● **EXTRACT PROVIDED**:
** START **
The draft law stipulates the following criteria for creating such groups:
- Only Russian companies may be included;
- No less than 90% of the participatory interests in each company in the group must be owned by other members of the group;
- The companies must not be eligible for special tax treatment, are must not be residents of any special economic zone and must have no standalone subdivisions outside Russia;
- The group members must have a unified accounting policy; and
- The group members must pay more than RUB15 billion in federal taxes in total, they must have aggregate revenues of more than RUB100 billion, while their aggregate assets must be worth more than RUB1 trillion.
All members of such a consolidated group assume joint and several liability. The tax authorities will perform field tax audits of the members simultaneously. At the same time, transactions between the group members are not taken into account for tax calculation purposes. Tax is calculated based on the consolidated tax base (as in the total profits and losses of all members) and only at the general tax rate of 20%.
Changes to tax treatment for foreign investors selling Russian stocks
On June 7 2011, Federal Law No. 132-FZ came into force. One of the amendments it has made to legislation is to add to article 309 Russian Tax Code, establishing particular features for taxing the income from Russian sources of foreign organisations with no permanent establishment in Russia.
Under the old rule of the Russian Tax Code, profits from the sale of stocks and shares in Russian companies were treated as income from sources in Russia and were therefore taxable in Russia. This rule applied to stocks and shares in Russian companies more than 50% of the assets of which consisted of immovable property situated in Russia, and to derivatives based on such stocks (shares).
Now, the profits from the sale of stocks or shares of any Russian companies circulating on securities exchanges or from the sale of derivatives based on such stocks or shares are not treated as income from a source in Russia even if more than 50% of the assets of the company concerned consist of immovable property situated in Russia.
Amendments to the Russian Tax Code to support investment activity and innovation
Federal Law No. 395-FZ dated December 28 2010 introduced a special tax regime for transactions with securities or participation interests in the issued capital of Russian companies when such securities or interests are acquired by taxpayers from January 1 2011 onwards. For individuals, the special tax regime allows them to declare income from the sale of securities and participation interests as non-taxable for income tax purposes. Legal entities are entitled to apply a zero rate for profit tax in relation to amounts of income received in transactions involving a sale or other disposal of participation interests in the issued capital of or securities in Russian companies. The main condition for receiving such tax benefits is that the taxpayer must have owned the participation interest or securities for an uninterrupted period of five years or more. A further condition for securities of Russian companies which are traded on an organised securities market is that the securities must be classed as being securities in the high-tech or innovation sector of the economy under a procedure to be established by the Russian government.
** END **
● **STORED ROWS**:
** START **
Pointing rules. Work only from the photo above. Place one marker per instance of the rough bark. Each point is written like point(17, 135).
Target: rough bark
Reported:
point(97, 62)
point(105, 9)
** END **
● **EXERCISES**:
a - List every criterion that the tax law extract gives for creating a consolidated group of taxpayers.
b - Answer these questions from the tax law extract:
(i) What general tax rate applies to the consolidated tax base?
(ii) On what date did Federal Law No. 132-FZ come into force?
(iii) For how long must a taxpayer have owned the securities or participation interest without interruption to receive the tax benefits under Federal Law No. 395-FZ?
c - Extend the tax law extract past its final sentence.
The records above come from a source unrelated to the tax law extract.

● **TASK-BY-TASK ANSWERS**:
a -
- Only Russian companies may be included.
- Other members of the group must own no less than 90% of the participatory interests in each company in the group.
- The companies must not be eligible for special tax treatment, must not be residents of any special economic zone, and must have no standalone subdivisions outside Russia.
- The group members must have a unified accounting policy.
- The group members must pay more than RUB15 billion in federal taxes in total, have aggregate revenues of more than RUB100 billion, and have aggregate assets worth more than RUB1 trillion.

b -
(i) 20%
(ii) June 7 2011
(iii) Five years or more

c -
Law enforcement practice
New rules for taxation of investments
On July 11 2011, the Plenum of the Supreme Arbitration Court (SAC) reached two important conclusions in its Resolution No 54 On future real estate. These have completely changed the existing approach to the taxation of construction transactions, and will have a significant impact.
The first conclusion is concerned with determining who has a right of ownership to property under construction. The plenum of the SAC concluded that the right of ownership to real estate is vested in the person who owns the land plot (i.e. the developer).
The second conclusion is that the relations of the parties under the investment agreement should be classified as relations under other agreements, in particular, a sale and purchase agreement, construction agreement and a basic partnership agreement. The court pointed out that the primary agreement to be used to classify the relations is the sale and purchase agreement.
Taking into account the conclusions of the SAC, transactions relating to the transfer of real estate may have these tax implications.
Tax implications for new investment agreements.
If the parties are only just entering into investment relations, the SAC's conclusions change the parties' relations for the better. For example, under the new legal classification of investment relations, the transfer of property under construction from the developer to the investor is treated as sale and is subject to VAT. Therefore, all tax implications will be the same as if a standard sale took place with an advance payment.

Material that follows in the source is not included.